Copy each of the items below word for word, keeping every line unchanged.

## DATASET RECORDS
========================================================================

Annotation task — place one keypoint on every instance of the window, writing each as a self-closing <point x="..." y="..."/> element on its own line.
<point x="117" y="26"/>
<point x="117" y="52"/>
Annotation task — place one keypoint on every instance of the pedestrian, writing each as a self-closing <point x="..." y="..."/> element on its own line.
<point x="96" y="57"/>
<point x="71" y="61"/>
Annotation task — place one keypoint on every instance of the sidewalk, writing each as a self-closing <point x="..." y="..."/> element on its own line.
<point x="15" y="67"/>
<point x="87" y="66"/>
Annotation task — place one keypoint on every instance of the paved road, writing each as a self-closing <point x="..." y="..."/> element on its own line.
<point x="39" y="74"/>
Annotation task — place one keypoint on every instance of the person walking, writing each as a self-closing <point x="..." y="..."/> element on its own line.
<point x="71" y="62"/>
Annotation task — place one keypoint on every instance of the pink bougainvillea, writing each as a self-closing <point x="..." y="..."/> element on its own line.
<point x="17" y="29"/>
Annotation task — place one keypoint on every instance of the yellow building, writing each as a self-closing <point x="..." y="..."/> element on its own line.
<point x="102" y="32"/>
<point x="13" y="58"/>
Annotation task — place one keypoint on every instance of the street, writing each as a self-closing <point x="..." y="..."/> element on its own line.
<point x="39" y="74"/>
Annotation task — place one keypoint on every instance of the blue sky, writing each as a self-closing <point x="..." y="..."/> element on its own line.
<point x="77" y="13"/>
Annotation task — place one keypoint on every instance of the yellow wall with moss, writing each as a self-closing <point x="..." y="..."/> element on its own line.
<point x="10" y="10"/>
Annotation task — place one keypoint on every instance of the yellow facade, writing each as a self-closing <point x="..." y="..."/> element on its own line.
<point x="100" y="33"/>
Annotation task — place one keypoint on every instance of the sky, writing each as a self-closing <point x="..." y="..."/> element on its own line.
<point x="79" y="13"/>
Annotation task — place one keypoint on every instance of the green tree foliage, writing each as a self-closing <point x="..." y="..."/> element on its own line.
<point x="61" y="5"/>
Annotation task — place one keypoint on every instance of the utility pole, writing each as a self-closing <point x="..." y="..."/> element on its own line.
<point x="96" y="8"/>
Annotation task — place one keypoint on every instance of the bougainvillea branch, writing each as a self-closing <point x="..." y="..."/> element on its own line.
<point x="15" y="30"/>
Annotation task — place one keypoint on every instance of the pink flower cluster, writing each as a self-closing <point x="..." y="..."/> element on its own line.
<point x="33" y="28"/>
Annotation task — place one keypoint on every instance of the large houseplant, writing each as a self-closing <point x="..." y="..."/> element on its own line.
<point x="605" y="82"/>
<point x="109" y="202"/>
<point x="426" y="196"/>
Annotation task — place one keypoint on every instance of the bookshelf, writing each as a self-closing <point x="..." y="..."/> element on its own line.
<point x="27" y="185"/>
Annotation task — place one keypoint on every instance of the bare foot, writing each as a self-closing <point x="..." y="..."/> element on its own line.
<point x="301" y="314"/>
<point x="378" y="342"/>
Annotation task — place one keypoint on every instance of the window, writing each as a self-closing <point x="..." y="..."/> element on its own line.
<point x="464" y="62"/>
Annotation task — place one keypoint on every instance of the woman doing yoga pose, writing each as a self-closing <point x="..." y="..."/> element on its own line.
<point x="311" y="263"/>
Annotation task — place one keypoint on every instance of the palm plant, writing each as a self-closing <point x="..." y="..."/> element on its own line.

========================================================================

## EXERCISE SOLUTION
Annotation task — place one keypoint on every instance of the window, writing each as a self-closing <point x="..." y="..."/> element on its own line.
<point x="117" y="26"/>
<point x="117" y="52"/>
Annotation task — place one keypoint on every instance of the pedestrian, writing each as a self-closing <point x="..." y="..."/> element on its own line.
<point x="96" y="57"/>
<point x="71" y="61"/>
Annotation task — place one keypoint on every instance of the sidewalk, writing each as a self-closing <point x="..." y="..."/> element on its own line.
<point x="15" y="67"/>
<point x="87" y="66"/>
Annotation task — place one keypoint on every instance of the paved road, writing each as a self-closing <point x="..." y="..."/> element on its own line.
<point x="39" y="74"/>
Annotation task — place one keypoint on every instance of the person walking, writing each as a self-closing <point x="..." y="..."/> element on its own line.
<point x="71" y="62"/>
Annotation task — place one keypoint on every instance of the pink bougainvillea, writing each as a self-closing <point x="..." y="..."/> element on its own line.
<point x="17" y="29"/>
Annotation task — place one keypoint on every instance of the yellow building, writing each as a self-closing <point x="..." y="..."/> element on its own line.
<point x="102" y="32"/>
<point x="13" y="58"/>
Annotation task — place one keypoint on every instance of the street, writing each as a self-closing <point x="..." y="..."/> element on its own line.
<point x="39" y="74"/>
Annotation task — place one keypoint on every instance of the blue sky, writing each as a self-closing <point x="..." y="..."/> element on its own line.
<point x="77" y="13"/>
Annotation task — place one keypoint on every instance of the yellow wall with moss, writing each as a self-closing <point x="..." y="..."/> element on its own line.
<point x="10" y="10"/>
Annotation task — place one keypoint on every instance of the yellow facade, writing each as a self-closing <point x="..." y="..."/> element on its own line.
<point x="100" y="33"/>
Annotation task — place one keypoint on every instance of the sky, writing each as a self-closing <point x="..." y="..."/> element on its own line.
<point x="79" y="13"/>
Annotation task — place one keypoint on every instance of the green tree foliage, writing each as a self-closing <point x="..." y="..."/> element on its own line.
<point x="61" y="5"/>
Annotation task — place one keypoint on every instance of the utility pole, writing each as a self-closing <point x="..." y="..."/> element on its own line.
<point x="96" y="8"/>
Annotation task — place one keypoint on every instance of the bougainvillea branch, writing each as a self-closing <point x="..." y="..."/> element on its own line.
<point x="15" y="30"/>
Annotation task — place one keypoint on every instance of the pink flower cluster, writing each as a self-closing <point x="..." y="..."/> element on its own line.
<point x="33" y="28"/>
Annotation task — place one keypoint on every instance of the large houseplant, writing each as a self-closing <point x="..." y="..."/> element on its own line.
<point x="605" y="82"/>
<point x="109" y="202"/>
<point x="426" y="196"/>
Annotation task — place one keypoint on every instance of the bookshelf, writing each as a self-closing <point x="..." y="..."/> element on its own line.
<point x="27" y="185"/>
Annotation task — place one keypoint on every instance of the bare foot, writing each as a self-closing <point x="..." y="..."/> element on its own line.
<point x="301" y="314"/>
<point x="378" y="342"/>
Annotation task — place one keypoint on every instance of the window, writing each as a self-closing <point x="..." y="..."/> element on its own line.
<point x="464" y="62"/>
Annotation task — place one keypoint on every instance of the woman doing yoga pose, writing each as a self-closing <point x="..." y="..."/> element on its own line.
<point x="311" y="263"/>
Annotation task — place one keypoint on every instance of the palm plant, writing each as a self-closing <point x="..." y="..."/> element on its own line.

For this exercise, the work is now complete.